Among the records, which lines include "fork"? List them.

======== Material provided

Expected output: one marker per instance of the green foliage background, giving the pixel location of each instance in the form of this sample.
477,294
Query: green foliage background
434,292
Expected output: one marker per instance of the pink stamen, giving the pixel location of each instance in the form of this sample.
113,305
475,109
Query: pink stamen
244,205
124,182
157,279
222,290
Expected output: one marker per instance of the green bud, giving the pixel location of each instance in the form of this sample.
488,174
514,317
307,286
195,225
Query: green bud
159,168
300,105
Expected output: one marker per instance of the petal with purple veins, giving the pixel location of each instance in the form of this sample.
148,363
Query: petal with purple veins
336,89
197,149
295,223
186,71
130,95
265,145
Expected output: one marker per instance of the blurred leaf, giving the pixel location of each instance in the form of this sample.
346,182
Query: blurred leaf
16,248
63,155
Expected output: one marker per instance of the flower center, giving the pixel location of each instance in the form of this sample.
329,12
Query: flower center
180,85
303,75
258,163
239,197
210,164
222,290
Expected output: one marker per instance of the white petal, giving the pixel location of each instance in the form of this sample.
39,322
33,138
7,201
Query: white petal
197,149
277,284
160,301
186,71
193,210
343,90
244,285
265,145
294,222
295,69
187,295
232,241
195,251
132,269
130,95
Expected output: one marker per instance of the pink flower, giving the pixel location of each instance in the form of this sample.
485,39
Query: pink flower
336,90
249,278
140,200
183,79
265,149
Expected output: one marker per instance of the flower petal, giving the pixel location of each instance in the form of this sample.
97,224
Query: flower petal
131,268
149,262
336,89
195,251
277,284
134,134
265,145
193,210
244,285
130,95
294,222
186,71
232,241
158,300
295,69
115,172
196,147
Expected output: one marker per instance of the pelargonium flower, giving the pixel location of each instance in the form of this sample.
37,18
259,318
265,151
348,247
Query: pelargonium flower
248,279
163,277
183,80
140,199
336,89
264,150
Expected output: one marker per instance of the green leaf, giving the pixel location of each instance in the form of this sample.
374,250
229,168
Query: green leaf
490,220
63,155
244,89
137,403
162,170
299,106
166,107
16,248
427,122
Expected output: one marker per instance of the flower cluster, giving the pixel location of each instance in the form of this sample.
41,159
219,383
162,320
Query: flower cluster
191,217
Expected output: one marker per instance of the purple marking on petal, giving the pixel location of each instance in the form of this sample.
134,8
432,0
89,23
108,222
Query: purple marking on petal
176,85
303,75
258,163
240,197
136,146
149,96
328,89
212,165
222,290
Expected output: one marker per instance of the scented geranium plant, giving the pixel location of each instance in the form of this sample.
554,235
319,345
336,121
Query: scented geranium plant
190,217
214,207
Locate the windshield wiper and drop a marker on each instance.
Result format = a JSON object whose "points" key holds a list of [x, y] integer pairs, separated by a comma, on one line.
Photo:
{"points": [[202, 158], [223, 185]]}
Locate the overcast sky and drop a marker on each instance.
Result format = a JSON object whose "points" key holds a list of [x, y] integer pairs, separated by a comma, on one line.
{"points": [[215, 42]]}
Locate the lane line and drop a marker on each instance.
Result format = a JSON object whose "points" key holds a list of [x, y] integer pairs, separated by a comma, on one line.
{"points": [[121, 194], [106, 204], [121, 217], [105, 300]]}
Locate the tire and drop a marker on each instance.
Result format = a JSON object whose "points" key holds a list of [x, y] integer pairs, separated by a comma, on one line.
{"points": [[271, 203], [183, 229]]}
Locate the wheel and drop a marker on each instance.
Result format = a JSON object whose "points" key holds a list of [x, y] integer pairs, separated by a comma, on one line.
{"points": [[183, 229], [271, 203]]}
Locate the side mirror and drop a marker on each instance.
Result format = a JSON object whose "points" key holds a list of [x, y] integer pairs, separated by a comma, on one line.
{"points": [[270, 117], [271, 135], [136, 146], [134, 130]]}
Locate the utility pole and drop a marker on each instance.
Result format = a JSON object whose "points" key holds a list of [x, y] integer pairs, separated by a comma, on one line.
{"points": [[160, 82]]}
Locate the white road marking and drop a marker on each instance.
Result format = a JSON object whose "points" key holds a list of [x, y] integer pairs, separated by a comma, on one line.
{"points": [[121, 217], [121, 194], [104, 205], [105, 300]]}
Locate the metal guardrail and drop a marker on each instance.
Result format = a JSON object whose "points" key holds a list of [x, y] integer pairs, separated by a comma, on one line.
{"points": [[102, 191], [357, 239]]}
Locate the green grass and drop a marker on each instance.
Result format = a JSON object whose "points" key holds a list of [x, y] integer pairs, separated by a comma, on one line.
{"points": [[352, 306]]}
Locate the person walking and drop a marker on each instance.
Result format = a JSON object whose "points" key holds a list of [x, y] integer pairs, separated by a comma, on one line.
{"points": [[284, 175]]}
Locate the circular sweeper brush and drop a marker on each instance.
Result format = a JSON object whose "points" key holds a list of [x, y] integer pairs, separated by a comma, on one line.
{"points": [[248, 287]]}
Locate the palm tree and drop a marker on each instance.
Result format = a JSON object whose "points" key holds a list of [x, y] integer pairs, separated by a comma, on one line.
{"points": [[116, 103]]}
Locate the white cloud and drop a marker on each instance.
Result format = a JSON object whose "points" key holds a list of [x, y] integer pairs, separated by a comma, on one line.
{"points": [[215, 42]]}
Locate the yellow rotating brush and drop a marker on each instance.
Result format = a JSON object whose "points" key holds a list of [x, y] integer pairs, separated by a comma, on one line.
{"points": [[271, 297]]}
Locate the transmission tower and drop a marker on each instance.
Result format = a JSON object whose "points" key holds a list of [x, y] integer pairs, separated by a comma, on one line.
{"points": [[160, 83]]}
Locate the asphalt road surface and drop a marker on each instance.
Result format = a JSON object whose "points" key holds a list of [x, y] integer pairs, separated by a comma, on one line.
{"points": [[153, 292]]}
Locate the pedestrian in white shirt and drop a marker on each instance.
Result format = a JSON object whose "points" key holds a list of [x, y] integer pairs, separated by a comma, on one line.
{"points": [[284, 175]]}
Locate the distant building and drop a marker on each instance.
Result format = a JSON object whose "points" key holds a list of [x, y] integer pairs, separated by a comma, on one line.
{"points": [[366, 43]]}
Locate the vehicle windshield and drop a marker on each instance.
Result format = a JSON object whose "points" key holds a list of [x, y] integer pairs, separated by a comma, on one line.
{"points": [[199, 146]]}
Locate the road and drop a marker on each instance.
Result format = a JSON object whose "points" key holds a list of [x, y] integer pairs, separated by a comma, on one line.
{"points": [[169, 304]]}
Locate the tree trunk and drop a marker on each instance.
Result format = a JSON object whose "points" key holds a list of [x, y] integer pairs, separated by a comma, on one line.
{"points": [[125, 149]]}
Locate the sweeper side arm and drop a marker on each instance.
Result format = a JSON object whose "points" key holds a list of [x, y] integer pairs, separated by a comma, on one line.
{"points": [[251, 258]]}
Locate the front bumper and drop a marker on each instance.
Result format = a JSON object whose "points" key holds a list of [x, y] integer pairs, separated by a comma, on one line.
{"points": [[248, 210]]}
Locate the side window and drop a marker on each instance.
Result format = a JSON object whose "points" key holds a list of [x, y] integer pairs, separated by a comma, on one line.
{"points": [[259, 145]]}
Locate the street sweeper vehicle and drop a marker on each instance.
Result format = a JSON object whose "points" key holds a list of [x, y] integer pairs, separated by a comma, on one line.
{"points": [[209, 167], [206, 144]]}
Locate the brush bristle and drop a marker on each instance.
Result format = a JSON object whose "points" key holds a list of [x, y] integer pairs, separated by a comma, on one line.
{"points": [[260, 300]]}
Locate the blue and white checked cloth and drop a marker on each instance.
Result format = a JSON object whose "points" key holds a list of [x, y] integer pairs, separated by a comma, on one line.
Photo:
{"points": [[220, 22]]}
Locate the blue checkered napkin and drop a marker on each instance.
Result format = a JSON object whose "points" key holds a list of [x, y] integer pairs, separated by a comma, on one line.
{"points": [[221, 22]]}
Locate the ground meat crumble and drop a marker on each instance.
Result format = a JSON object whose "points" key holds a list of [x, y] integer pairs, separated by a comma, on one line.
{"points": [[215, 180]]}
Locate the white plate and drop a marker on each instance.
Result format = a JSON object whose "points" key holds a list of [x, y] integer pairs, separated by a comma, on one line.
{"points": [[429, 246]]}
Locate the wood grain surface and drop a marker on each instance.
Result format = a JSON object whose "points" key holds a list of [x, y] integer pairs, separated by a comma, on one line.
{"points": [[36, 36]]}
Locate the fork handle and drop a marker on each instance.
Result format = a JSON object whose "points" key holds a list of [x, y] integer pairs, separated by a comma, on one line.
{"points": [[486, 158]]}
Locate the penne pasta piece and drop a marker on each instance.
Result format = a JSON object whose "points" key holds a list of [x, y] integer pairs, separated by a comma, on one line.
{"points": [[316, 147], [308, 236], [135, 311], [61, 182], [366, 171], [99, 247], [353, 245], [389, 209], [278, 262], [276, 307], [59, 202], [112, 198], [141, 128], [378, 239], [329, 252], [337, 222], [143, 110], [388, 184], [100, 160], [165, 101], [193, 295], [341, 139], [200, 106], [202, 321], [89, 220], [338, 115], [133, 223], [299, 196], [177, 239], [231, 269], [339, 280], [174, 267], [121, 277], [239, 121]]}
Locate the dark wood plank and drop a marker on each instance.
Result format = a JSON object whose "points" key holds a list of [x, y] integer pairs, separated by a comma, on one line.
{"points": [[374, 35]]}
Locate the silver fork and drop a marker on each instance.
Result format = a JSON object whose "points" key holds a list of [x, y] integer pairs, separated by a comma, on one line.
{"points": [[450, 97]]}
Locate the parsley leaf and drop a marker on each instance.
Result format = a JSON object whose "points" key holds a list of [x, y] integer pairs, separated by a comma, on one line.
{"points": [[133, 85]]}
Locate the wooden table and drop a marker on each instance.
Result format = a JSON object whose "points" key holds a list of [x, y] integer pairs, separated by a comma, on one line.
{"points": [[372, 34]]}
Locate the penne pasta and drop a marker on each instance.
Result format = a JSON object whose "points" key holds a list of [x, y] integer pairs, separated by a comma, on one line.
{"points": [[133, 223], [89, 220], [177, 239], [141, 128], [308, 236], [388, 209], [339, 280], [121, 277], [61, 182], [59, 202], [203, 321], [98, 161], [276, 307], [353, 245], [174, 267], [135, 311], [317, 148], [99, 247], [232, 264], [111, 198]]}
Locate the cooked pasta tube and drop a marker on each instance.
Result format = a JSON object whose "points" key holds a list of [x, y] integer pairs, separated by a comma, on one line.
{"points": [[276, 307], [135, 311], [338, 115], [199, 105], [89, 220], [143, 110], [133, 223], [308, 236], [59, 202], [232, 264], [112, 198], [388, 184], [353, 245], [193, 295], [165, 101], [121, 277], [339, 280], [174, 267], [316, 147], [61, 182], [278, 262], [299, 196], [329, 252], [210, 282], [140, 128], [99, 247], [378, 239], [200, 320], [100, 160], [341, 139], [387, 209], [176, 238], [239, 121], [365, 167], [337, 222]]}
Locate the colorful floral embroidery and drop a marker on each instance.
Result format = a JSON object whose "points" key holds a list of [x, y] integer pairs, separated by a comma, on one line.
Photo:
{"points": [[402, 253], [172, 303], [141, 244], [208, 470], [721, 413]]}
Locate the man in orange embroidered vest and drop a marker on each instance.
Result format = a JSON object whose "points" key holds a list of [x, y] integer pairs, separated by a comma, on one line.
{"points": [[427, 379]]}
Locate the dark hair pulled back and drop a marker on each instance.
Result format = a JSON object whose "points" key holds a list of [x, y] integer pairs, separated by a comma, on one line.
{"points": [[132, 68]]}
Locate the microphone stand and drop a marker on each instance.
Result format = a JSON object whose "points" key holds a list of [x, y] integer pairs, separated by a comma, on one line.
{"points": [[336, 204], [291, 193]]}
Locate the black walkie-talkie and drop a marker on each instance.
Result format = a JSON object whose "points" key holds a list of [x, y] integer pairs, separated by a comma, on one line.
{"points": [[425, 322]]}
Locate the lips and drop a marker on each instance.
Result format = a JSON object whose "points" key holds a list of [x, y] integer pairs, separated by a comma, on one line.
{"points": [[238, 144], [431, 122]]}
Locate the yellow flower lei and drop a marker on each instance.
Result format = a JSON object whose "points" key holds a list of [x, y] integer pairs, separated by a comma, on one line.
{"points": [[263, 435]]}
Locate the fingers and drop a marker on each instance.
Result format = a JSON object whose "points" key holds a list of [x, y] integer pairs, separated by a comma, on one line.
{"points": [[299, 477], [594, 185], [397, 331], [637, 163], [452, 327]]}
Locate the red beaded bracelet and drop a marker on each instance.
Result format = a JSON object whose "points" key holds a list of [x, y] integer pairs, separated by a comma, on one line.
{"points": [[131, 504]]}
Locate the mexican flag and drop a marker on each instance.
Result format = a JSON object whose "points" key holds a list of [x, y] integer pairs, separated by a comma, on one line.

================

Response to this exercise:
Locate the fork handle and drop a marker on each instance.
Locate the silver fork and drop a marker on each instance.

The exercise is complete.